TASK INPUTS -

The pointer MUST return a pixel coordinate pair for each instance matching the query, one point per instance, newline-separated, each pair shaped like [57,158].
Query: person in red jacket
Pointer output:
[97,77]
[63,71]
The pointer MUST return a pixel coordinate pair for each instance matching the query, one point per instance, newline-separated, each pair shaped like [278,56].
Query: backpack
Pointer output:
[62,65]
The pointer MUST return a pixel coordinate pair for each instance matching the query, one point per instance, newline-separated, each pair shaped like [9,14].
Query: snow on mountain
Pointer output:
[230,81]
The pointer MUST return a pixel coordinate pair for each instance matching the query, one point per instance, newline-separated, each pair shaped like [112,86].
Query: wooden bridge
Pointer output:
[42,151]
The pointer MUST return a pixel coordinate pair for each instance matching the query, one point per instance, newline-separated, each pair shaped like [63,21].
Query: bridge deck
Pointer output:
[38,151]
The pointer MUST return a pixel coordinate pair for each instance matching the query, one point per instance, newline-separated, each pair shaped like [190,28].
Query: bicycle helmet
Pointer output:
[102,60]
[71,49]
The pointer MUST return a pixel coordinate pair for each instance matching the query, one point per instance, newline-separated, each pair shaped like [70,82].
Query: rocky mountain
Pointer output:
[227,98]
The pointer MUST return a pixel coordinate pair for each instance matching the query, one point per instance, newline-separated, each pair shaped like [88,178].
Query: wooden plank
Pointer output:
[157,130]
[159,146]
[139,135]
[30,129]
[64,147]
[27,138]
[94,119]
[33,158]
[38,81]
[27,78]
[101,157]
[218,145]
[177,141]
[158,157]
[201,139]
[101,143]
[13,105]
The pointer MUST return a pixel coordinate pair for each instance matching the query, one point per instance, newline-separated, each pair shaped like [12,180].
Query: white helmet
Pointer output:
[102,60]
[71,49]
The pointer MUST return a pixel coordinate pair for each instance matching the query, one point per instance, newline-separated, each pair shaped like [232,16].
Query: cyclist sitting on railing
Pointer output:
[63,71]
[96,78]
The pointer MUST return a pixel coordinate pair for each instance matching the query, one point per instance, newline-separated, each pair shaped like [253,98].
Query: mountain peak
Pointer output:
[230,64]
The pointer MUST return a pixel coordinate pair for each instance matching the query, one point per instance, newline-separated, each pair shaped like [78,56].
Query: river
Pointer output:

ABOUT THIS TASK - Check the data for lines with "mountain" and give only their number.

RESULT OF THE EXERCISE - 3